- [THE REQUEST]: Rewrite the data below as a numbered list, one line per item, with no blank lines. Leave out the pictures.
──────── EXTRACTED INFORMATION ────────
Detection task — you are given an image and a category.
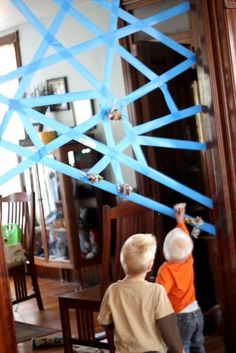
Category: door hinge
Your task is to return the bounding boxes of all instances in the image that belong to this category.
[131,43,138,56]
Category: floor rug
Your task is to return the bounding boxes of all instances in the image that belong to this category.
[15,321,59,343]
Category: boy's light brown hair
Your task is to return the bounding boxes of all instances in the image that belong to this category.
[163,227,193,263]
[120,234,157,276]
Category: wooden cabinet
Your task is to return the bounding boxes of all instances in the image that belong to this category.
[18,141,102,276]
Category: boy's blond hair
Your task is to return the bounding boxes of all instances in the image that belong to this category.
[120,234,157,276]
[163,228,193,262]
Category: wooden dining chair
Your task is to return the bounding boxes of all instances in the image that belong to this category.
[59,201,156,353]
[0,192,43,310]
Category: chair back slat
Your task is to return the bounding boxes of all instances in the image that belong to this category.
[0,192,43,310]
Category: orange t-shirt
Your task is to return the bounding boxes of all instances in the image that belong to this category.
[156,222,196,313]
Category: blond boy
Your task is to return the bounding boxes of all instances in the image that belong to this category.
[98,234,183,353]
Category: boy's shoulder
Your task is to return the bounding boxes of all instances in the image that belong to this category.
[108,280,166,292]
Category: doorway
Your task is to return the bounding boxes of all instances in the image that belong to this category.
[121,40,217,312]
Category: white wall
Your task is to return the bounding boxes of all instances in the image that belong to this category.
[0,0,136,187]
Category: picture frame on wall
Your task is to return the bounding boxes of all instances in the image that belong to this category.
[46,76,70,112]
[73,99,95,126]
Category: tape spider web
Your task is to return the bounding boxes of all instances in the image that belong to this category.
[0,0,215,235]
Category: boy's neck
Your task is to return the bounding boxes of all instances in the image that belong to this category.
[123,272,147,281]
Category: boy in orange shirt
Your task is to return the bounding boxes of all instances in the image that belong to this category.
[156,204,205,353]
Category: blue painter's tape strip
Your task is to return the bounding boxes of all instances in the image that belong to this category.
[137,136,206,151]
[134,105,202,135]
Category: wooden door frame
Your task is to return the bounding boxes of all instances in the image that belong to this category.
[122,0,236,353]
[0,32,21,353]
[193,0,236,353]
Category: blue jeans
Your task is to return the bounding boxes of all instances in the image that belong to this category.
[176,309,205,353]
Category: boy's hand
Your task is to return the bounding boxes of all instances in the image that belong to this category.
[174,203,186,223]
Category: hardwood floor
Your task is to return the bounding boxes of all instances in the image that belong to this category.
[13,278,225,353]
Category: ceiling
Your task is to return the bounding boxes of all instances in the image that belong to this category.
[0,0,90,32]
[0,0,25,32]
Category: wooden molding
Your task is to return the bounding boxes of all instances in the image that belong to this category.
[224,0,236,9]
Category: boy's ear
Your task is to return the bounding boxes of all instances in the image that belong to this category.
[147,260,154,272]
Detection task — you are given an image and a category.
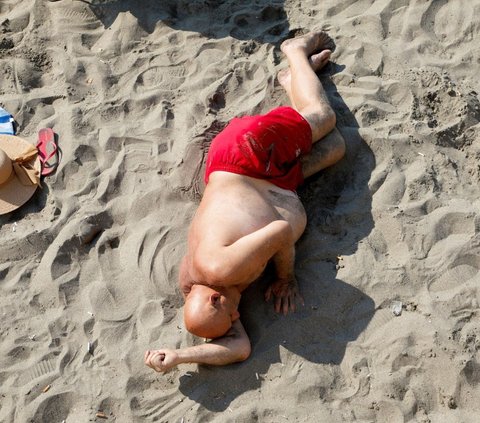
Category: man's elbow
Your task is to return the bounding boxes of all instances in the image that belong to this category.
────────
- [IN RESPONSE]:
1. Detection task — you are given an image and a category.
2. Category: door hinge
3. Your task is to return the bounding boxes of all instances in the image that belong to this category.
4. [131,43,138,56]
5. Category: floor rug
6. Your task is to return the bounding boxes of all instances in the image that belong to this category.
7. [15,321,59,343]
8. Category: boy's light brown hair
9. Your task is to return the bounding boxes of all instances in the image that belong to this category.
10. [163,227,193,263]
11. [120,234,157,276]
12. Category: wooden cabinet
13. Your task is to return the bounding boxes of all instances in the image that belong to this category.
14. [18,141,102,276]
15. Category: boy's blond hair
16. Your task is to return the bounding boxes of all instances in the image that belong to this category.
17. [120,234,157,276]
18. [163,228,193,262]
19. Category: wooden dining chair
20. Your task is to return the bounding boxes of all instances in the image that belong to this category.
21. [59,201,156,353]
22. [0,192,43,310]
23. Category: chair back slat
24. Your task is to return the bounding boxes of all instances in the image that belong to this category.
25. [0,192,43,310]
26. Category: orange t-shirt
27. Your task is to return the bounding boxes of all instances in the image that belong to this category.
28. [156,222,196,313]
29. Category: blond boy
30. Your task is to return the bounding boxes of all instances in the image that belong to this category.
31. [98,234,183,353]
32. Category: boy's shoulder
33. Your task is to return the bounding boxes of all instances in the image that belong to this category.
34. [108,280,166,292]
35. Category: doorway
36. Your task is to return the bounding boxes of all instances in the image that belong to this category.
37. [121,40,217,312]
38. Category: white wall
39. Your task is to return the bounding boxes of all instances in the image that belong to this category.
40. [0,0,136,187]
41. Category: picture frame on wall
42. Your task is to return the bounding boxes of all instances in the image that belong to this category.
43. [46,76,70,112]
44. [73,99,95,126]
45. Category: tape spider web
46. Your task is to return the bounding boxes of all instances in the image that belong to this category.
47. [0,0,215,235]
48. Category: boy's neck
49. Your task is to return the bounding boxes of all instances in the image that belong to this category.
50. [123,272,147,281]
51. Category: boy in orange shirt
52. Your task is to return the bounding boxes of all instances in the image that belong to this category.
53. [156,204,205,353]
54. Category: blue painter's tape strip
55. Your task is to return the bounding boxes of all instances in the image that belong to this category.
56. [137,136,206,151]
57. [134,105,202,135]
58. Category: wooden door frame
59. Your task is to return the bounding boxes of all instances in the image that belong to this category.
60. [122,0,236,353]
61. [0,32,21,353]
62. [193,0,236,353]
63. Category: blue jeans
64. Your task is to return the bounding boxes of all instances in the image that belong to this category.
65. [176,309,205,353]
66. Category: boy's hand
67. Your task is to return the bounding boxes of all instances in the image that belong to this category.
68. [174,203,186,223]
69. Category: hardwood floor
70. Your task is to return the bounding boxes of all instances in the image that belong to this category.
71. [13,278,225,353]
72. Category: ceiling
73. Your task is to return the bounding boxes of all instances in the image that belong to this category.
74. [0,0,90,32]
75. [0,0,25,32]
76. Category: wooden molding
77. Your task is to return the bounding boxes of all instances in the image that belong to this category.
78. [224,0,236,9]
79. Category: boy's ear
80. Your task is to return the bounding boxes of all instances in the image that belong to this category.
81. [147,260,154,272]
82. Detection task — you are given an image and a category.
83. Category: man's elbow
84. Your task is to return the bounding boxes of all instances in the image that belong to this category.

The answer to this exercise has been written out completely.